Render the lines below as a numbered list, omitting any blank lines.

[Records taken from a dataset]
####################

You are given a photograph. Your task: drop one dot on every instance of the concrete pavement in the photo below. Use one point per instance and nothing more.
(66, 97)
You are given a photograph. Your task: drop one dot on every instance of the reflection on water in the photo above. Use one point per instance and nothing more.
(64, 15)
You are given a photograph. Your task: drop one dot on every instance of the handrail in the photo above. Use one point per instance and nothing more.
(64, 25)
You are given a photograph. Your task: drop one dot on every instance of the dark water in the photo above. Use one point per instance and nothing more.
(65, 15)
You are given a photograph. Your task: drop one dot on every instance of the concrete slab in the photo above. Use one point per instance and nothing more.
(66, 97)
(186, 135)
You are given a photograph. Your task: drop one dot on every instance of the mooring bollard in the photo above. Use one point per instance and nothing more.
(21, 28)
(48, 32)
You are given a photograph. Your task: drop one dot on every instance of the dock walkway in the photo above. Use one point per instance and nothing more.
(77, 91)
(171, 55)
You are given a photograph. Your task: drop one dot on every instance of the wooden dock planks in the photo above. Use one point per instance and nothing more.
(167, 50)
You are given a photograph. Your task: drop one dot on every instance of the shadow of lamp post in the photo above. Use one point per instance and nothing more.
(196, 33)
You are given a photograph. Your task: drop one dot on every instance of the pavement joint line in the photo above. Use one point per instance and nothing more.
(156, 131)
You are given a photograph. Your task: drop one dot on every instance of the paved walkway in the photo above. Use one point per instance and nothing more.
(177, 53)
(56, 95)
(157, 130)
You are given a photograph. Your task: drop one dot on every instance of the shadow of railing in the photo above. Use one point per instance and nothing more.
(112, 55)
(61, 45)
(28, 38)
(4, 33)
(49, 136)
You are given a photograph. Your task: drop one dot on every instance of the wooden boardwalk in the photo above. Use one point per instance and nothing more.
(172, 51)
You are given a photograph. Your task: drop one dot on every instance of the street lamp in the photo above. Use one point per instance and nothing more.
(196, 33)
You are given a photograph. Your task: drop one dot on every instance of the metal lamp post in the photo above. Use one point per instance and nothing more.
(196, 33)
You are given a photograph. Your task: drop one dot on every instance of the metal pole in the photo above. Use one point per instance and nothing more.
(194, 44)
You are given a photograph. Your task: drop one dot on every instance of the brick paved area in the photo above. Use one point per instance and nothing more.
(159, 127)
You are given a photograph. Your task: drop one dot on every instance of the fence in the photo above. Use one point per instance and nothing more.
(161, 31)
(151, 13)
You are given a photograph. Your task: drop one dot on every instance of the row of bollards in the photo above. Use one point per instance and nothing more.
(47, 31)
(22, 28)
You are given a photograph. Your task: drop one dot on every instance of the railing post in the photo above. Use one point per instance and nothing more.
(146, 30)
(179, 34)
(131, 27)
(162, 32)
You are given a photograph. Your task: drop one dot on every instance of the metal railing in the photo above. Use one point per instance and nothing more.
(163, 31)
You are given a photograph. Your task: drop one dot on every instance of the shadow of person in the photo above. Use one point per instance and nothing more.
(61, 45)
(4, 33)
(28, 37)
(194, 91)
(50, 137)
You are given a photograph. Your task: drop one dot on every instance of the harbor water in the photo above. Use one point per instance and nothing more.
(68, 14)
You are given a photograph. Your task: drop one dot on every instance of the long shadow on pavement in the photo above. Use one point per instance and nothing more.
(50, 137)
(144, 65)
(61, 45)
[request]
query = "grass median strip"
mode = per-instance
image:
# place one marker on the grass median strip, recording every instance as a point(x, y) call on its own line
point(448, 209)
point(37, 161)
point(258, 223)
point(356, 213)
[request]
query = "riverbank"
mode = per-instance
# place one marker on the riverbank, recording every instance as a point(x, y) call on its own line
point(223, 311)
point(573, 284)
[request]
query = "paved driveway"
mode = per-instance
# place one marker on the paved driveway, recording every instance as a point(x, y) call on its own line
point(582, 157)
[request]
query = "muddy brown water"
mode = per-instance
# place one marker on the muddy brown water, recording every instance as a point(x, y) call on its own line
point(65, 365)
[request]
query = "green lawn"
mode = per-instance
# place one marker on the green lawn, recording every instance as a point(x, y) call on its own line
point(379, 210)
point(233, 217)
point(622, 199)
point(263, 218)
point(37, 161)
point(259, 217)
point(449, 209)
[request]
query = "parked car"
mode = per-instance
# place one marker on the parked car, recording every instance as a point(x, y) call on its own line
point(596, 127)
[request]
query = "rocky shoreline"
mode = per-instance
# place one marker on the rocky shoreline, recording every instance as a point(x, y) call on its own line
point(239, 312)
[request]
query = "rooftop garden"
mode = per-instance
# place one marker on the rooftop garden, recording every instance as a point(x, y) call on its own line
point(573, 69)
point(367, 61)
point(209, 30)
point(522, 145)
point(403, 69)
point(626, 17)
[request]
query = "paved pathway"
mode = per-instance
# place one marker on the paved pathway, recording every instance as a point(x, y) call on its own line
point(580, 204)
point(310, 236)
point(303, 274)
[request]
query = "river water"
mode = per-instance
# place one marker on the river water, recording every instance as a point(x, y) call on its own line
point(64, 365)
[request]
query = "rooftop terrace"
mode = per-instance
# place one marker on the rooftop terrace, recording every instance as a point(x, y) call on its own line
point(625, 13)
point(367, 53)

####################

Exercise result:
1. You are given a photograph. Your task: drop one dot on every instance of the concrete pavement in the photo below. Use one point per instance and nothing more.
2. (66, 97)
3. You are given a photograph. Your task: drop one dot on every instance of the reflection on water in the photo above. Use one point per instance and nothing more.
4. (64, 15)
5. You are given a photograph. Your task: drop one dot on every instance of the handrail in the photo above. Use one point per instance and nothing more.
6. (64, 25)
7. You are given a photograph. Your task: drop one dot on every instance of the dark water in the photo above. Use one point per instance and nothing more.
8. (65, 15)
9. You are given a photograph. Your task: drop one dot on every instance of the concrete slab in the photo above. Use one point per instance and nothing more.
10. (66, 97)
11. (186, 135)
12. You are given a photograph. Your task: drop one dot on every instance of the mooring bollard in the photo above. Use one point per instance and nothing more.
13. (21, 28)
14. (48, 32)
15. You are given a photograph. Your task: drop one dot on every instance of the dock walkway in the photo above. Use one point per instance and nothing more.
16. (77, 91)
17. (171, 55)
18. You are given a photograph. Your task: drop one dot on every instance of the wooden dock planks in the photo above. Use one point per instance and nothing more.
19. (167, 50)
20. You are given a photograph. Your task: drop one dot on every instance of the shadow of lamp post in the photo above. Use one point per instance and nothing more.
21. (196, 33)
22. You are given a photograph. Your task: drop one dot on every instance of the pavement joint line in the photo above. Use one point per instance and nothing more.
23. (156, 131)
24. You are given a photograph. Your task: drop one dot on every instance of the paved walkway in the photo above. Use one point per instance and nothing more.
25. (177, 53)
26. (56, 95)
27. (157, 130)
28. You are given a photograph. Your task: drop one dot on every instance of the shadow of railing in the photo above. Use one point per instance and nothing more.
29. (112, 55)
30. (61, 45)
31. (28, 38)
32. (4, 33)
33. (49, 136)
34. You are given a photograph. Your task: drop one dot on every instance of the wooden boardwalk in the photo above. Use one point per instance and nothing more.
35. (172, 51)
36. You are given a photograph. Your task: drop one dot on every instance of the street lamp in the photo above. Use one point per instance and nothing more.
37. (196, 33)
38. You are given a photograph. Your task: drop one dot on every instance of the metal lamp post in the photo above. Use one point per instance and nothing more.
39. (196, 33)
40. You are given a photograph. Your task: drop one dot on every instance of the metal pole in the photo above. Use one point per instance and nothing more.
41. (194, 44)
42. You are given a photograph. Your task: drop one dot on every instance of the brick paved area in the photo above. Use one point per instance and nothing more.
43. (159, 127)
44. You are given a photograph. Your task: drop one dot on every instance of the fence in the photo above. Use one point per instance and nothing more.
45. (161, 31)
46. (151, 13)
47. You are given a photograph. Your task: drop one dot on every instance of the row of bollards in the photo above. Use one point per instance and nothing more.
48. (47, 31)
49. (22, 28)
50. You are given a photograph. Your task: drop one dot on every instance of the railing post in the photo above. Use one point per instance and nothing more.
51. (146, 30)
52. (179, 34)
53. (131, 27)
54. (162, 32)
55. You are given a photograph. Your task: drop one dot on every instance of the metal railing in the photo above. Use one point per instance and nothing more.
56. (163, 31)
57. You are given a photograph. Your task: drop one dot on every instance of the shadow of person in the photo above. Use one point per instance and nothing more.
58. (61, 45)
59. (4, 33)
60. (28, 37)
61. (194, 91)
62. (50, 137)
63. You are given a photograph. Your task: drop one dot on every instance of the harbor water in the photo above. Use one point per instance and nothing more.
64. (68, 14)
65. You are given a photograph. Your task: drop one dot on every instance of the long shadow on pavement in the photo above. Use one point per instance and nothing more.
66. (50, 137)
67. (144, 65)
68. (61, 45)
69. [request]
70. query = "grass median strip"
71. mode = per-instance
72. image:
73. # place one marker on the grass median strip, recording every instance as a point(x, y) call on its own line
74. point(448, 209)
75. point(37, 161)
76. point(258, 223)
77. point(356, 213)
78. [request]
79. query = "riverbank"
80. mode = per-instance
81. # place one marker on the riverbank, recording every instance as a point(x, y) call on its own line
82. point(223, 311)
83. point(573, 284)
84. [request]
85. query = "paved driveway"
86. mode = per-instance
87. # place one marker on the paved driveway, recording every instance as a point(x, y) call on its own line
88. point(582, 157)
89. [request]
90. query = "muddy brown water"
91. mode = per-instance
92. # place one marker on the muddy brown water, recording every instance as a point(x, y) call on its own line
93. point(65, 365)
94. [request]
95. query = "green lawn"
96. mode = per-instance
97. # place one marker on the green lawn, recording every instance as a point(x, y) call on its own line
98. point(379, 210)
99. point(233, 217)
100. point(622, 199)
101. point(263, 218)
102. point(37, 161)
103. point(259, 217)
104. point(449, 209)
105. [request]
106. query = "parked car"
107. mode = per-instance
108. # place one marker on the parked car, recording every instance as a point(x, y) call on its own line
109. point(596, 127)
110. [request]
111. query = "rocky shoreline"
112. mode = per-instance
113. # place one marker on the rocky shoreline, recording every instance as a point(x, y) call on its own line
114. point(239, 312)
115. [request]
116. query = "rooftop garden"
117. mode = per-instance
118. # place one marker on the rooftop garden, recording every instance as a point(x, y) call on its own line
119. point(573, 69)
120. point(367, 61)
121. point(209, 30)
122. point(522, 145)
123. point(403, 69)
124. point(626, 17)
125. [request]
126. query = "paved pathway"
127. mode = per-instance
128. # place one marker on the paved pathway, recording every instance as a point(x, y) call on its own line
129. point(580, 204)
130. point(310, 236)
131. point(303, 274)
132. [request]
133. query = "river water"
134. mode = per-instance
135. # place one marker on the river water, recording every instance as a point(x, y) call on its own line
136. point(64, 365)
137. [request]
138. query = "rooftop terrace"
139. mode = per-instance
140. # place one marker on the rooftop terrace, recording every instance as a point(x, y) call on its own line
141. point(625, 13)
142. point(367, 53)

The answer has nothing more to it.